_ZU LÖSENDE AUFGABEN_
1. Nennen Sie in der Reihenfolge ihres Auftretens alle Jahreszahlen, die im Textauszug über die ÖGFL vorkommen.
2. Führen Sie den Textauszug über die ÖGFL im Anschluss an seinen letzten Satz weiter.

_TEXTAUSZUG_

Kraus, so erinnert sich Gruber, wollte keine Ideologisierung der Szene. Politiker im Amt wurden zwar zu Veranstaltungen eingeladen, konnten (und können immer noch) nicht ordentliche Mitglieder der ÖGFL werden. Dass die Opposition gegen Kraus seitens der Grazer Autorinnen Autorenversammlung (GAV) vom GAV-Mitbegründer Ernst Jandl unterbunden wurde (der auch gern gesehener Gast in der ÖGFL war), ist eine nette Fußnote der Geschichte. Gruber ist jedenfalls froh darüber, dass man die "ideologische Grenze" zum GAV später zum Verschwinden bringen konnte.
Ob das auch daran liegt, dass Autoren vom Schreiben kaum noch leben können und deshalb näher zusammengerückt sind? Die 1961 angestrebte Spendenfreiheit für Kunst und Wissenschaft ist in einfacher Form jedenfalls immer noch nicht möglich. Dafür ist das Stipendienwesen in den letzten 50 Jahren stark erweitert worden (und die ÖGFL vergibt seit 1989 Übersetzerstipendien).
Ordentliche Honorare
"Das ist auch notwendig", stellt Gruber fest, denn außer bei Lesungen (und ein wenig von den Buchverkäufen) gebe es für Autoren heute nichts mehr zu verdienen. Dereinst hatten sie noch Publikationsmöglichkeiten in Zeitungen und im Rundfunk - inklusive ordentlicher Honorare, so Gruber. Sie weist auch darauf hin, dass es in den Gründungsjahren einer Revolution gleichkam, dass sich die Germanistik lebender Autoren annehmen sollte. Heute ist dies - auch dank des 2008 verstorbenen Germanistik-Professors Wendelin Schmidt-Dengler - gang und gäbe.
Dafür gehört es laut Gruber der Vergangenheit an, dass Literaturzeitschriften auch von Verlagslektoren auf der Suche nach neuen Autoren gelesen wurden. "Wort in der Zeit" wurde jedenfalls 1966 durch "protokolle" ersetzt (bei denen, so Jörg Drews, "die Verkaufszahlen dem Ruhm und der Qualität umgekehrt proportional" waren und die 1997 eingestellt wurden). Und auch in der ÖGFL steht ein Wechsel ins Haus: Der derzeitige Generalsekretär Manfred Müller wird über kurz oder lang Marianne Gruber als Präsident ablösen.
Müller erinnern "unsere Räumlichkeiten sowohl was die Architektur als auch was die Ausstattung anbelangt an Salons aus dem 19. Jahrhundert". Damit gemahnen sie an das literarische Leben der Wiener Jahrhundertwende und "unterstreichen Kraus’ Wunsch, das gesellschaftliche Ansehen der Literatur wieder zu heben."

_BEREITGESTELLTE DATEN_

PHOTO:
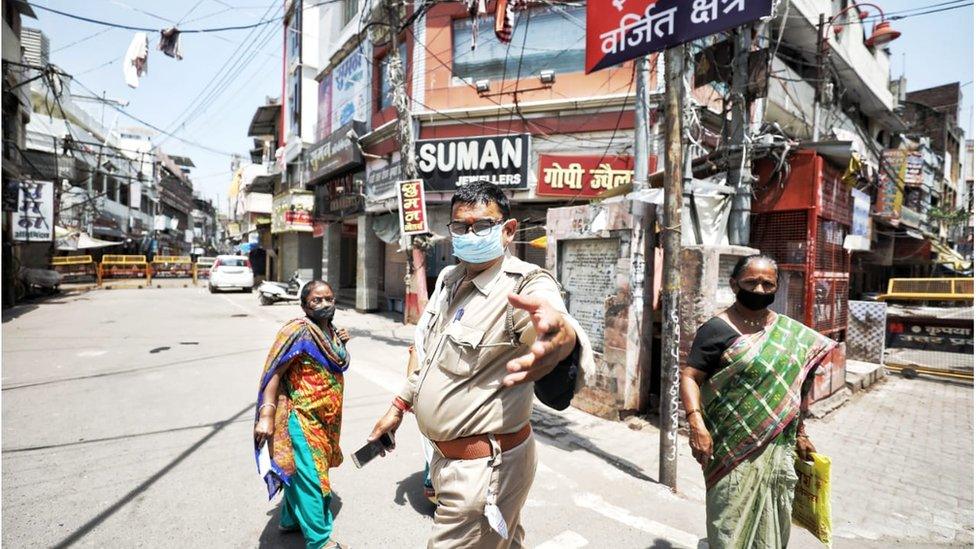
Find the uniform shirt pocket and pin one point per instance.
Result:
(459, 353)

_ENDERGEBNISSE_
1. 1961, 1989, 2008, 1966, 1997

2.
Müller ist sich allerdings darüber im Klaren, dass heutige Literaturveranstaltungen nicht mehr sehr viel mit klassischen literarischen Salons verbindet. "Stammpublikum" im traditionellen Sinn gebe es kaum mehr, auch weil die literarische Szene unüberschaubar geworden ist. Und dann ist man sich heute nicht mehr einig darüber, wie eine Literaturveranstaltung auszusehen hätte: traditionelle "Wasserglaslesung" oder Multimedia-Event? Denn viele Formen von Literatur würden sich nicht mehr darauf beschränken, "nur" mit Schrift auf Buchseiten zu arbeiten.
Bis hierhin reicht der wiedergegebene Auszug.